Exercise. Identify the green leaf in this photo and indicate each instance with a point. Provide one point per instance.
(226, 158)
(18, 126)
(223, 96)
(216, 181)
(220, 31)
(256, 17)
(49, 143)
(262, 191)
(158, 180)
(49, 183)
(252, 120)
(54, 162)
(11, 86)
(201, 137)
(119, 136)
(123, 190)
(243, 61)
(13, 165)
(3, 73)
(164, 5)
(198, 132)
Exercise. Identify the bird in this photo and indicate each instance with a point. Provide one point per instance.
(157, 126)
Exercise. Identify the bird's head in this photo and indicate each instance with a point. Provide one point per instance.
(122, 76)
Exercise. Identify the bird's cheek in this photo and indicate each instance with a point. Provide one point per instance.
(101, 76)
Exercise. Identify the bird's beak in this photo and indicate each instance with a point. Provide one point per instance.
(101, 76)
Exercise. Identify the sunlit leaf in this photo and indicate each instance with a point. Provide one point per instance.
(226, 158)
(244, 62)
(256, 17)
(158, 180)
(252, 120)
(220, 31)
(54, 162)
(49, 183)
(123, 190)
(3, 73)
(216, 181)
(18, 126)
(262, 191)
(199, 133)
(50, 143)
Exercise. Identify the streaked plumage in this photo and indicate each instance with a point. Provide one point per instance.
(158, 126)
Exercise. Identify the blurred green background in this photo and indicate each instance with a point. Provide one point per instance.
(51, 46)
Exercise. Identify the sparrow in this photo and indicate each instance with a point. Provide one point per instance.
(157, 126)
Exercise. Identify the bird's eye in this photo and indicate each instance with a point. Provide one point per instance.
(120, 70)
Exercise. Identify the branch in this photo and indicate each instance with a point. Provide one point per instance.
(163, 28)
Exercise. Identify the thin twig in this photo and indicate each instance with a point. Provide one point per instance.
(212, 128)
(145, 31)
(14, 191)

▸ The problem
Write out all the entries once more, exactly.

▸ Answer to the problem
Exercise. Identify the green leaf in this photo and indicate each instance with a point. Provide one point per instance.
(226, 158)
(18, 126)
(223, 96)
(216, 181)
(220, 31)
(256, 17)
(49, 143)
(262, 191)
(158, 180)
(49, 183)
(252, 120)
(54, 162)
(11, 86)
(201, 137)
(119, 136)
(123, 190)
(243, 61)
(13, 165)
(3, 73)
(164, 5)
(198, 132)
Exercise. Identify the bird in this photo and indicate each instance with a point. Provide one point per instance.
(157, 126)
Exercise. Identify the bird's head in this photo and indicate each instance with a point. Provide one point per instance.
(122, 76)
Exercise. Identify the bird's cheek in this photo and indicate each instance with a point. Provide one point per instance.
(101, 76)
Exercise. Identify the bird's beak in this photo and indicate each instance with a point. Provide one point per instance.
(101, 76)
Exercise. Identify the sunlit leaf in this photo and indicate each instance with a point. Provide one point per instance.
(226, 158)
(244, 62)
(256, 17)
(158, 180)
(252, 120)
(220, 31)
(54, 162)
(49, 183)
(123, 190)
(3, 73)
(216, 181)
(18, 126)
(262, 191)
(199, 133)
(50, 143)
Exercise. Identify the streaked plumage in this photo and indicate each instance with a point. Provide one point per instance.
(158, 126)
Exercise. Identify the blurred green background in this photo and indicate each instance with a point. Provide one point per instance.
(51, 46)
Exercise. Identify the sparrow in this photo and indicate each instance with a point. Provide one point per instance.
(157, 126)
Exercise. Identify the bird's eye in this photo and indicate each instance with a point. Provide one point per instance.
(120, 70)
Exercise. Identify the branch in this photo and indicate each instance with a point. Provide one point per instance.
(163, 28)
Exercise. Identify the thin twig in this photo and indicate each instance with a point. Provide one point per instance.
(212, 128)
(145, 31)
(14, 191)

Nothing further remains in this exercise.